**TASK INSTRUCTIONS:** Output every line of the entries from the line containing "Exercise. Mark the turquoise" through the last, exactly, with no other content.

**STORED DATA:**
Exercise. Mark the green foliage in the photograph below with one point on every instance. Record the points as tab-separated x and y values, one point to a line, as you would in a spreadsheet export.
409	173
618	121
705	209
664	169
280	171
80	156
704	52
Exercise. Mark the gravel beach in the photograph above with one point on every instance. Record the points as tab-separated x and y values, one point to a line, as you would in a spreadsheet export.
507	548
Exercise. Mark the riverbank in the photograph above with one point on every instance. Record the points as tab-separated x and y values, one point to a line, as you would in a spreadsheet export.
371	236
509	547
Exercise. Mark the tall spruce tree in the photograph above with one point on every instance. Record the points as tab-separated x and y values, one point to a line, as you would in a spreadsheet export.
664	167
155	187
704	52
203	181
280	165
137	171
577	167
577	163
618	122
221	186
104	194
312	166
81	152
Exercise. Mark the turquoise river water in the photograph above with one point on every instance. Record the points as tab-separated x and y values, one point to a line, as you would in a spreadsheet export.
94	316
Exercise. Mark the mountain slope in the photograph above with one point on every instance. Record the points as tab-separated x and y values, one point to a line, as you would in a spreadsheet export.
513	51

**SOLUTION TO THE EXERCISE:**
Exercise. Mark the turquoise river water in the photograph above with one point on every instance. Record the points as tab-separated x and y values, one point to a line, as you would in a spreadsheet export.
94	316
Exercise. Mark the mountain slope in the photograph above with one point on every instance. Record the points as tab-separated x and y values, one point to a line, as you would in a spreadsheet export.
513	51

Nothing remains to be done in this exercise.